Material shown
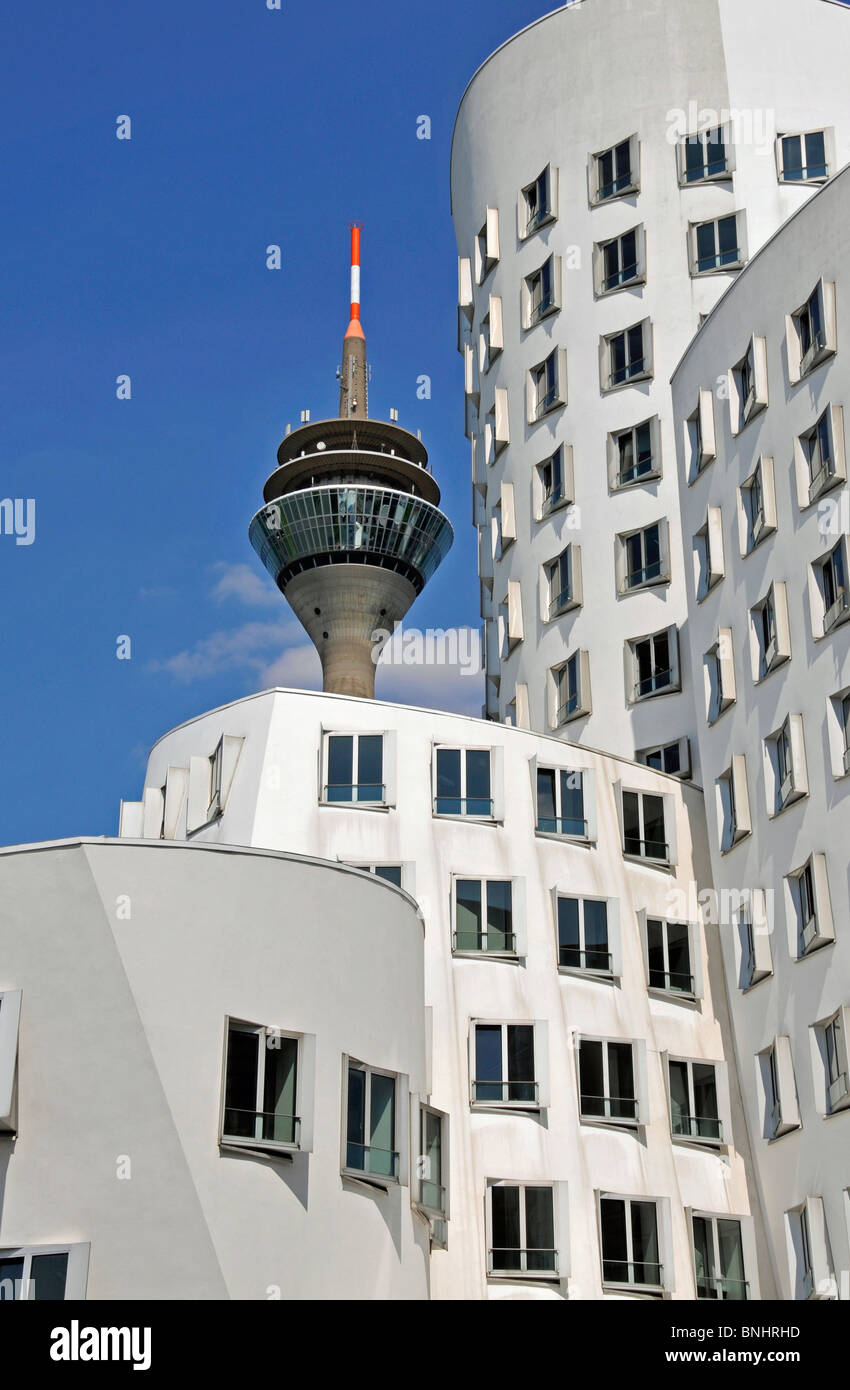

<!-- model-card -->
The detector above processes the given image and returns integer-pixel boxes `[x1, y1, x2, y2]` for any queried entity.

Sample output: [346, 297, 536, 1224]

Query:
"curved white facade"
[451, 0, 850, 772]
[0, 839, 429, 1299]
[115, 687, 771, 1300]
[672, 165, 850, 1300]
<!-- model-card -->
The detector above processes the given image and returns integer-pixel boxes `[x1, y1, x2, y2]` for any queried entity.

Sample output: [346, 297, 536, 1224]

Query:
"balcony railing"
[697, 1274, 749, 1300]
[549, 588, 574, 619]
[626, 561, 663, 589]
[611, 357, 646, 387]
[488, 1247, 558, 1276]
[604, 262, 639, 291]
[452, 931, 516, 955]
[824, 587, 848, 632]
[529, 291, 554, 326]
[696, 247, 741, 273]
[345, 1142, 399, 1180]
[580, 1094, 639, 1122]
[603, 1259, 663, 1288]
[418, 1178, 447, 1217]
[634, 667, 673, 698]
[534, 385, 560, 420]
[541, 484, 565, 514]
[624, 836, 669, 862]
[324, 783, 385, 804]
[808, 458, 835, 502]
[473, 1079, 539, 1105]
[434, 796, 493, 817]
[526, 203, 552, 235]
[649, 967, 694, 994]
[222, 1108, 301, 1148]
[685, 156, 728, 182]
[598, 171, 633, 200]
[559, 946, 612, 973]
[537, 815, 587, 838]
[672, 1112, 723, 1142]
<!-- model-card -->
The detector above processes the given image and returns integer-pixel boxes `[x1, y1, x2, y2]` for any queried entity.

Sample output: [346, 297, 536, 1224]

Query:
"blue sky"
[0, 0, 551, 845]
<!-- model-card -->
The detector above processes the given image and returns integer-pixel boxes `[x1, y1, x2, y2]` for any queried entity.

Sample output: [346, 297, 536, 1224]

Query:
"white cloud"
[210, 562, 279, 608]
[150, 619, 303, 683]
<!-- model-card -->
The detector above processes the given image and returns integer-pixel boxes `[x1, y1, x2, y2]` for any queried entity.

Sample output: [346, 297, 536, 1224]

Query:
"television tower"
[249, 228, 453, 698]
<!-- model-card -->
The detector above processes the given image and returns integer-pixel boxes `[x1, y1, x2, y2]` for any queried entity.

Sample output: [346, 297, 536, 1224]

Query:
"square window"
[610, 417, 659, 488]
[454, 877, 516, 956]
[487, 1182, 559, 1279]
[595, 226, 645, 295]
[472, 1022, 539, 1107]
[777, 130, 829, 184]
[602, 319, 652, 390]
[628, 626, 680, 701]
[618, 521, 667, 593]
[323, 732, 386, 805]
[592, 136, 639, 203]
[678, 127, 731, 184]
[222, 1020, 302, 1151]
[690, 214, 745, 275]
[434, 745, 494, 818]
[637, 737, 691, 779]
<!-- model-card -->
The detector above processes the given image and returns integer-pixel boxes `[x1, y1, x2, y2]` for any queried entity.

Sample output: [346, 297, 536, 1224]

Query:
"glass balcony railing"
[473, 1079, 538, 1104]
[603, 1259, 663, 1288]
[558, 946, 612, 973]
[580, 1094, 639, 1122]
[649, 968, 694, 994]
[222, 1108, 300, 1147]
[537, 815, 587, 837]
[697, 1274, 749, 1300]
[434, 796, 493, 817]
[324, 783, 385, 804]
[488, 1248, 558, 1275]
[344, 1142, 399, 1180]
[453, 931, 516, 954]
[672, 1112, 723, 1142]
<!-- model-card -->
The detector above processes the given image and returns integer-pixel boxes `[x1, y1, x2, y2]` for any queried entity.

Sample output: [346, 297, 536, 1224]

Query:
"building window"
[484, 388, 510, 462]
[537, 767, 586, 837]
[693, 1217, 749, 1300]
[786, 1199, 835, 1300]
[799, 407, 845, 505]
[705, 628, 735, 724]
[0, 1245, 89, 1302]
[628, 626, 679, 701]
[487, 1183, 558, 1278]
[618, 521, 666, 593]
[678, 127, 730, 183]
[751, 583, 790, 679]
[499, 580, 524, 654]
[579, 1038, 639, 1123]
[818, 1010, 850, 1115]
[685, 389, 716, 480]
[454, 878, 515, 955]
[370, 863, 403, 887]
[730, 336, 768, 433]
[669, 1059, 722, 1142]
[551, 650, 590, 725]
[637, 738, 691, 779]
[717, 756, 751, 852]
[694, 508, 724, 600]
[345, 1060, 398, 1180]
[762, 1037, 801, 1140]
[557, 896, 611, 975]
[647, 918, 695, 996]
[537, 444, 572, 516]
[600, 1197, 663, 1291]
[528, 348, 566, 421]
[739, 456, 776, 553]
[546, 545, 580, 618]
[472, 1023, 538, 1106]
[815, 538, 849, 636]
[521, 165, 555, 237]
[788, 853, 834, 957]
[789, 280, 836, 380]
[766, 715, 808, 815]
[689, 213, 744, 275]
[611, 417, 659, 487]
[434, 746, 492, 817]
[0, 989, 22, 1135]
[222, 1021, 300, 1151]
[323, 732, 384, 805]
[777, 130, 829, 184]
[622, 789, 668, 862]
[208, 738, 223, 819]
[525, 255, 558, 327]
[475, 207, 499, 283]
[592, 135, 638, 202]
[595, 225, 644, 294]
[416, 1105, 448, 1218]
[603, 319, 652, 390]
[737, 898, 773, 991]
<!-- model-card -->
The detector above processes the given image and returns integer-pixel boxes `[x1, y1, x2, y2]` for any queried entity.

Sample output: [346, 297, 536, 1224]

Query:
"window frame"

Your assignment
Please write out all of the data verbatim, with no pictures in the copy.

Task solution
<!-- model-card -->
The detector above processes the given image and returns integer-pixel boxes `[x1, y1, x2, y2]` for any queried entity.

Sample output: [346, 297, 536, 1224]

Query:
"curved white facade"
[451, 0, 850, 772]
[0, 839, 429, 1299]
[115, 687, 771, 1300]
[672, 165, 850, 1300]
<!-- model-card -->
The detector above processes the given image and returns integer-pixel boxes `[x1, y1, x2, y2]` for any queried entity.

Sample output: [346, 297, 536, 1224]

Query:
"balcony railing"
[697, 1274, 749, 1300]
[549, 588, 574, 619]
[626, 561, 663, 589]
[611, 357, 646, 387]
[488, 1247, 558, 1276]
[604, 262, 639, 291]
[452, 931, 516, 955]
[824, 587, 848, 632]
[529, 291, 554, 326]
[696, 247, 741, 273]
[345, 1142, 399, 1180]
[580, 1094, 639, 1122]
[603, 1259, 663, 1288]
[418, 1178, 447, 1217]
[634, 667, 673, 698]
[534, 385, 560, 420]
[541, 484, 565, 514]
[624, 836, 669, 862]
[324, 783, 385, 804]
[808, 458, 835, 502]
[473, 1079, 539, 1105]
[434, 796, 493, 817]
[526, 203, 552, 235]
[649, 967, 694, 994]
[222, 1108, 301, 1148]
[685, 156, 728, 182]
[598, 171, 633, 200]
[559, 946, 612, 973]
[537, 815, 587, 838]
[672, 1112, 723, 1142]
<!-- model-card -->
The detector above processes the given image and returns integer-pixel boxes `[x1, y1, x2, y2]` for any queried entity.

Sample output: [346, 297, 536, 1224]

Query:
"blue sky"
[0, 0, 551, 845]
<!-- model-card -->
The detector above processes the given image and returns integer-pixel boxes `[x1, y1, x2, y2]` for any queried entity.

Sample output: [346, 297, 536, 1224]

Query:
"white cloud"
[210, 562, 279, 608]
[150, 619, 303, 683]
<!-- model-card -->
The detector above processes the given image and returns integer-pixel boxes `[x1, y1, x2, y2]` for any queried entity.

Sample output: [346, 297, 536, 1224]

Query:
"television tower"
[249, 228, 453, 698]
<!-- model-card -->
The detector above processes the given image and returns integer-pixel boxes `[x1, y1, x2, y2]` for any queried entity.

Sample output: [346, 297, 536, 1224]

Query:
"square window"
[610, 417, 659, 488]
[454, 877, 516, 956]
[487, 1182, 559, 1279]
[595, 226, 645, 295]
[472, 1022, 539, 1107]
[777, 130, 829, 184]
[602, 319, 652, 390]
[628, 626, 680, 701]
[618, 521, 667, 593]
[323, 732, 386, 805]
[592, 136, 639, 203]
[678, 127, 731, 184]
[222, 1020, 302, 1151]
[690, 214, 745, 275]
[434, 745, 494, 818]
[637, 737, 691, 779]
<!-- model-card -->
The detector above processes the given image and returns integer-pixel boxes `[x1, y1, x2, y2]` for any queried entity.

Sample output: [346, 297, 536, 1224]

Query:
"glass balcony railing"
[473, 1079, 538, 1104]
[603, 1259, 663, 1288]
[558, 946, 612, 973]
[580, 1094, 639, 1122]
[649, 968, 694, 994]
[222, 1108, 300, 1147]
[537, 815, 587, 837]
[697, 1274, 749, 1300]
[434, 796, 493, 817]
[324, 783, 385, 804]
[488, 1248, 558, 1275]
[344, 1142, 399, 1180]
[453, 931, 516, 954]
[672, 1112, 723, 1142]
<!-- model-card -->
The detector above processes the given image and returns integer-pixel boxes `[x1, y1, x2, y2]` for any queried entity.

Sample output: [346, 297, 536, 1224]

Query:
"building window"
[484, 388, 510, 462]
[537, 767, 586, 837]
[693, 1217, 749, 1300]
[786, 1199, 835, 1300]
[799, 407, 845, 505]
[705, 628, 735, 724]
[0, 1245, 89, 1302]
[628, 626, 679, 701]
[487, 1183, 558, 1278]
[618, 521, 666, 593]
[678, 127, 730, 183]
[751, 583, 790, 679]
[499, 580, 524, 654]
[579, 1038, 639, 1123]
[818, 1010, 850, 1115]
[685, 389, 716, 480]
[454, 878, 515, 955]
[370, 863, 403, 887]
[730, 336, 768, 433]
[669, 1059, 722, 1142]
[551, 650, 590, 725]
[637, 738, 691, 779]
[717, 756, 751, 852]
[694, 508, 724, 600]
[345, 1060, 398, 1180]
[762, 1037, 801, 1140]
[557, 896, 611, 975]
[647, 918, 695, 996]
[537, 444, 572, 516]
[600, 1197, 663, 1291]
[528, 348, 566, 421]
[739, 456, 776, 553]
[546, 545, 580, 618]
[472, 1023, 538, 1106]
[815, 538, 849, 636]
[521, 165, 555, 237]
[788, 853, 834, 957]
[789, 280, 836, 380]
[766, 715, 808, 815]
[689, 213, 744, 275]
[611, 417, 659, 487]
[434, 746, 492, 817]
[0, 989, 22, 1135]
[222, 1021, 300, 1151]
[323, 732, 384, 805]
[777, 130, 829, 184]
[622, 789, 668, 862]
[208, 738, 223, 819]
[525, 255, 558, 327]
[475, 207, 499, 283]
[592, 135, 638, 202]
[595, 225, 644, 294]
[416, 1105, 448, 1218]
[603, 319, 652, 390]
[737, 898, 773, 991]
<!-- model-card -->
The detector above processes the given image and returns integer-pixel boxes `[x1, y1, x2, y2]` for any queried entity.

Sample output: [346, 297, 536, 1224]

Query:
"window frame"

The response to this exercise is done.